---------- Extracted data

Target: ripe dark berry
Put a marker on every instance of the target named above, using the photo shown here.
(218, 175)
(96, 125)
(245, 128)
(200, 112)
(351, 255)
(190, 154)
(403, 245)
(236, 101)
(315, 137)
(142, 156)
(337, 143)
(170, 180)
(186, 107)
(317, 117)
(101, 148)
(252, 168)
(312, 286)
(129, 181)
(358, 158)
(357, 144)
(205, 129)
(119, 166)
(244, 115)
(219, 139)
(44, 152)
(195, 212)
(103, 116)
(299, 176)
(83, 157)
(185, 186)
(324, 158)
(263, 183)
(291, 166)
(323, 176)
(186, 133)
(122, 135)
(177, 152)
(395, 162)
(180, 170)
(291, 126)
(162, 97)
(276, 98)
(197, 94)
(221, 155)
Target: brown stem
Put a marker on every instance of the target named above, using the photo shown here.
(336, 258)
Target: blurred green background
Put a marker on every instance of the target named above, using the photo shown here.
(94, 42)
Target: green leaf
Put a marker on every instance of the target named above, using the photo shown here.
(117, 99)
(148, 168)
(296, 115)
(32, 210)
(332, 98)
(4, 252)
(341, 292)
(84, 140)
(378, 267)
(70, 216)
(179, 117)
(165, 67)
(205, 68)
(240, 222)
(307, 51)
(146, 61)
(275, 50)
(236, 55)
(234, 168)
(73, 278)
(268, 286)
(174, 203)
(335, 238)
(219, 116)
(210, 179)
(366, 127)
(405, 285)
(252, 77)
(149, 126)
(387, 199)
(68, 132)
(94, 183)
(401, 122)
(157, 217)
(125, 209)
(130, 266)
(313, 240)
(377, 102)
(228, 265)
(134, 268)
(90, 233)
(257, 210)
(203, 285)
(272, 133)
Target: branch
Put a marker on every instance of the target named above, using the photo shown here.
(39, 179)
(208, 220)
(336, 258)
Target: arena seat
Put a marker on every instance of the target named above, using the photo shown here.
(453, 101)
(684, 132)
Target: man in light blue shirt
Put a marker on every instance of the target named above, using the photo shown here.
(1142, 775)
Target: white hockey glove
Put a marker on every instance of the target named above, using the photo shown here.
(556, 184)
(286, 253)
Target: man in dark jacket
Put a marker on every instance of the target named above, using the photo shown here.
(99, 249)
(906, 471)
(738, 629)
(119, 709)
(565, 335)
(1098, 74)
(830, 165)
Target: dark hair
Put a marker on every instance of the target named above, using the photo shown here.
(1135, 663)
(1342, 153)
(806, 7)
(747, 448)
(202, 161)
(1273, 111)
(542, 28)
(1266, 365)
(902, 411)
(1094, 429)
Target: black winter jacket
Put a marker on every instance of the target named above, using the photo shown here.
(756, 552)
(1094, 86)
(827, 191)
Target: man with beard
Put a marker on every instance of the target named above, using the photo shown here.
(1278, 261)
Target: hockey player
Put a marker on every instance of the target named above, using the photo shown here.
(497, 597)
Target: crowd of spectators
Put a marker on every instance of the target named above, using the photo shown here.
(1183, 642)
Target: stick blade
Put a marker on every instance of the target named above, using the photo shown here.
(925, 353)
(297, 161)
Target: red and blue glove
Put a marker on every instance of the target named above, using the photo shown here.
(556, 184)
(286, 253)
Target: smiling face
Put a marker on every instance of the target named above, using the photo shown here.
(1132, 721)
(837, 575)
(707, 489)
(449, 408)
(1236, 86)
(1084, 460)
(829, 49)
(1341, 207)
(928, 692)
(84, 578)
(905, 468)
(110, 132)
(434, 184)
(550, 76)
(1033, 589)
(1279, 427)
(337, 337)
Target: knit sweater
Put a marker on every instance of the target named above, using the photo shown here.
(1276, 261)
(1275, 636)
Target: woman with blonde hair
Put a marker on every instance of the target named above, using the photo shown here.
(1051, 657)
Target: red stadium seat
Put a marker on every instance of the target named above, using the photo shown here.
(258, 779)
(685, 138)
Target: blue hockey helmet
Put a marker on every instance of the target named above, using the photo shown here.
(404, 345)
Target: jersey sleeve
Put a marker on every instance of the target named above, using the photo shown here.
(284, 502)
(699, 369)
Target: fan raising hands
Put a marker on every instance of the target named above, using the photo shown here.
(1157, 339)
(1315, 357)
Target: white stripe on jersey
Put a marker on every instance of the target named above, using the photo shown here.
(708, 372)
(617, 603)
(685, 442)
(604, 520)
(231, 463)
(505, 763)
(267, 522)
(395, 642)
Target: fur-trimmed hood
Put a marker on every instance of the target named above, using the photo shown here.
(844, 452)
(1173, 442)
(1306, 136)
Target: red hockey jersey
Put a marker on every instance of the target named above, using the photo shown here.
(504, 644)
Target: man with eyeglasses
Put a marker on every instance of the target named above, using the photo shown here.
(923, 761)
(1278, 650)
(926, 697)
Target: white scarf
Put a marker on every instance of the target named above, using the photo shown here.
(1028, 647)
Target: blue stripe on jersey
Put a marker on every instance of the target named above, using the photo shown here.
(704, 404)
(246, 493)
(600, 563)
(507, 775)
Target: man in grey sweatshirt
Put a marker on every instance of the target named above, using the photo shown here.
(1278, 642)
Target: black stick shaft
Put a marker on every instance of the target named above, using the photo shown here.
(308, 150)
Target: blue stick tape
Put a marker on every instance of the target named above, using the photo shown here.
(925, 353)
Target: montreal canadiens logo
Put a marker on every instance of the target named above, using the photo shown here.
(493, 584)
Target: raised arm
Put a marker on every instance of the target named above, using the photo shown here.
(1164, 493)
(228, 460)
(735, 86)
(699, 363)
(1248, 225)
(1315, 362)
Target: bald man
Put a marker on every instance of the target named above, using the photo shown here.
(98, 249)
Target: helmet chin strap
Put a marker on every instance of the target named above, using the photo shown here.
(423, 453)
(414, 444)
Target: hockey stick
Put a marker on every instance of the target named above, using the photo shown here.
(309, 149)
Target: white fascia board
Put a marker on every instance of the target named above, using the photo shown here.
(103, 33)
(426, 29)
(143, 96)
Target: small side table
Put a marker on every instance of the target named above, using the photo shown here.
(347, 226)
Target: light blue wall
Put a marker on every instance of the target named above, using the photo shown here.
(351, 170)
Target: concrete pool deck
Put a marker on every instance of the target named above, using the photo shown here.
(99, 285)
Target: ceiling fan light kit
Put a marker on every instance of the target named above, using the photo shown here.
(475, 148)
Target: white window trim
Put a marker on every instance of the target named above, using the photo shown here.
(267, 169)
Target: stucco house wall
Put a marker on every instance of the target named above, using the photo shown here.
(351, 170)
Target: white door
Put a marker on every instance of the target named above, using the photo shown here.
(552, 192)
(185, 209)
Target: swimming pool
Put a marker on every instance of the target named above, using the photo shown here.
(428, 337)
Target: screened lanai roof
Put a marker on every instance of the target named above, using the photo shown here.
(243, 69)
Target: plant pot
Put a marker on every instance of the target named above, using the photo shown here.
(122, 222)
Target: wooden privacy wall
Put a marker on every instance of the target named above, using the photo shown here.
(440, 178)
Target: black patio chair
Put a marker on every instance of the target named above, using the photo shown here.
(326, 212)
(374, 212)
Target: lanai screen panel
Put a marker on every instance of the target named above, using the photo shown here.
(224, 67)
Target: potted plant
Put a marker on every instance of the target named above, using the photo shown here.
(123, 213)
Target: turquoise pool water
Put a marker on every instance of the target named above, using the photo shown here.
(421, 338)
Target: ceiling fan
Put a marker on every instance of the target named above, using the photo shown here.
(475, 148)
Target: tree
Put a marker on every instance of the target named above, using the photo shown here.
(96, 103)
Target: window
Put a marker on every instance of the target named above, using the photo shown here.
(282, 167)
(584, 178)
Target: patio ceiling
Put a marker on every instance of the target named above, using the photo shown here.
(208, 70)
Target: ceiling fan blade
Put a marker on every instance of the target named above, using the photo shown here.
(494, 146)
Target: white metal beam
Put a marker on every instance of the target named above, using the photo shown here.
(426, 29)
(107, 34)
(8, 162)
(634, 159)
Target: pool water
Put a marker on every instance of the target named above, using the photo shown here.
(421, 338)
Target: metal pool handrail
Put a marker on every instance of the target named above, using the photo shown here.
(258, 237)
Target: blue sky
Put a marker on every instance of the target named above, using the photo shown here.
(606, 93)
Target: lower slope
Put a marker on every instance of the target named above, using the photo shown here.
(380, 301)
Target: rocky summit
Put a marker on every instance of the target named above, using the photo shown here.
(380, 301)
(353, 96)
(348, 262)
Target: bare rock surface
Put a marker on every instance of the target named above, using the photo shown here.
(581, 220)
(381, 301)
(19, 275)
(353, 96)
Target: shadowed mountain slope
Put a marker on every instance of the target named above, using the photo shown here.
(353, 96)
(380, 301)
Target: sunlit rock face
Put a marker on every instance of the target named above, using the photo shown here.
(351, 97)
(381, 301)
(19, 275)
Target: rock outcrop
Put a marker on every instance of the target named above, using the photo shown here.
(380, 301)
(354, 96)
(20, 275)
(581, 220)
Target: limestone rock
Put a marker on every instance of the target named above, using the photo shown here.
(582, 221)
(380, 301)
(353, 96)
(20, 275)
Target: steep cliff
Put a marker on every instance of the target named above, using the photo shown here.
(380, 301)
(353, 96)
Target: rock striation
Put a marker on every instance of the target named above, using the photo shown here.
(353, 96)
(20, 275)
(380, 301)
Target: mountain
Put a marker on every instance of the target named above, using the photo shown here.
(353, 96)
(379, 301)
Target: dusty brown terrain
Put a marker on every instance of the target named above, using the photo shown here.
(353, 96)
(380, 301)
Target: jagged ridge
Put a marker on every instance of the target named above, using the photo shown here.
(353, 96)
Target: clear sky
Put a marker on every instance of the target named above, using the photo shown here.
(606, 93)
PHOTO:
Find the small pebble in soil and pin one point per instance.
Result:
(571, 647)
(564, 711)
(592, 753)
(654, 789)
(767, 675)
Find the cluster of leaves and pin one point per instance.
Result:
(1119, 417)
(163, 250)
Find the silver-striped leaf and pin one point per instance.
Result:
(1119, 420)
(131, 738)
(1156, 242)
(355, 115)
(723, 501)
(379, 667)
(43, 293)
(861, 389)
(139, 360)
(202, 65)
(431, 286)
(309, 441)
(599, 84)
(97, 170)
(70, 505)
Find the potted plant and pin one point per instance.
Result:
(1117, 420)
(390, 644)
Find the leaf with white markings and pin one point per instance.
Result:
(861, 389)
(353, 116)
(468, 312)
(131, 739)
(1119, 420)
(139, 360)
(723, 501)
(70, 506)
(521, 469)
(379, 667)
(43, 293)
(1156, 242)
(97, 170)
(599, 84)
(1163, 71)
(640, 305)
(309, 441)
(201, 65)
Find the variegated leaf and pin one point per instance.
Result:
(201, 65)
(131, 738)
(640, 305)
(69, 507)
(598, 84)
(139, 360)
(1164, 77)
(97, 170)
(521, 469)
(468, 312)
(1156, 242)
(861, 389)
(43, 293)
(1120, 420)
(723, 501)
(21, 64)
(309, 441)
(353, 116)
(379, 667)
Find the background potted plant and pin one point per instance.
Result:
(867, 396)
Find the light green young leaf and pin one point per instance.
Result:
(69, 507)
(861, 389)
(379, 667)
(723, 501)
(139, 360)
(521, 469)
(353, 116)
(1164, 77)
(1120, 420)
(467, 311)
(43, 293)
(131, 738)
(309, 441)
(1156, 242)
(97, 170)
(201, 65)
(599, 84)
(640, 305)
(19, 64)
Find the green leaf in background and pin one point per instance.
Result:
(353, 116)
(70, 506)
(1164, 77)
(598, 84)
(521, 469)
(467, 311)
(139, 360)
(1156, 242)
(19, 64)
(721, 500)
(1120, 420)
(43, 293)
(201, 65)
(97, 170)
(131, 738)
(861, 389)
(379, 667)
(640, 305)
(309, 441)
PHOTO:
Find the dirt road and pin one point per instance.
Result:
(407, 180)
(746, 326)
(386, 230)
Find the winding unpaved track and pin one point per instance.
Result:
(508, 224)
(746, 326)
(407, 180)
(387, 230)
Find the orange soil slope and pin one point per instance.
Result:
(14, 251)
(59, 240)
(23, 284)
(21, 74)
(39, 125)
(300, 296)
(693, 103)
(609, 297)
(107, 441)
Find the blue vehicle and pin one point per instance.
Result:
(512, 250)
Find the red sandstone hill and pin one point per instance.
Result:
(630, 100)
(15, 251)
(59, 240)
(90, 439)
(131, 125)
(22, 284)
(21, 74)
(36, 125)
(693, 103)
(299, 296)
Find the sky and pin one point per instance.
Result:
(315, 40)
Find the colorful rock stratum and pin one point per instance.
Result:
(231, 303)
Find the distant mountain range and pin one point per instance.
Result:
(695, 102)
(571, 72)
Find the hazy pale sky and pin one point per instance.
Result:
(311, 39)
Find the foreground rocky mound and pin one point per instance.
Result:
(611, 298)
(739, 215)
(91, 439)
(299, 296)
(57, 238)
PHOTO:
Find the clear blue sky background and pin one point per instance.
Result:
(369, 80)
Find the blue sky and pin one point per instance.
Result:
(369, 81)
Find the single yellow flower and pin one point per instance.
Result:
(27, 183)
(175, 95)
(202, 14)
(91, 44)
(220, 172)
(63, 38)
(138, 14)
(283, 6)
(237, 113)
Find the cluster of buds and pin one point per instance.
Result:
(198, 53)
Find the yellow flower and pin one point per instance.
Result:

--------------------

→ Work required: Format the stretch of rows from the line containing "Target: arena seat" through the line containing "(1278, 261)", both included, as a JSON list of strings with one string per line and blank lines left out.

→ Completed task:
[
  "Target: arena seat",
  "Put a marker on every instance of the target named above, using the photo shown here.",
  "(453, 101)",
  "(684, 132)",
  "Target: man in light blue shirt",
  "Put a marker on every instance of the target named above, using the photo shown here.",
  "(1142, 775)",
  "Target: white hockey glove",
  "Put a marker on every instance of the target named above, using the photo shown here.",
  "(556, 184)",
  "(286, 253)",
  "Target: man in dark jacket",
  "Put a marker on every instance of the target named above, using the photo shown here.",
  "(99, 249)",
  "(906, 471)",
  "(738, 629)",
  "(119, 709)",
  "(565, 335)",
  "(1098, 74)",
  "(830, 165)",
  "Target: dark hair",
  "Put a marker on every instance of the target named above, using the photo shown here.",
  "(1135, 663)",
  "(1342, 153)",
  "(806, 7)",
  "(747, 448)",
  "(202, 161)",
  "(1273, 111)",
  "(542, 28)",
  "(1266, 365)",
  "(902, 411)",
  "(1094, 429)",
  "Target: black winter jacket",
  "Put a marker on every instance of the target named above, using the photo shown here.",
  "(756, 552)",
  "(1094, 86)",
  "(827, 191)",
  "Target: man with beard",
  "Put a marker on every instance of the target named above, using the photo shown here.",
  "(1278, 261)"
]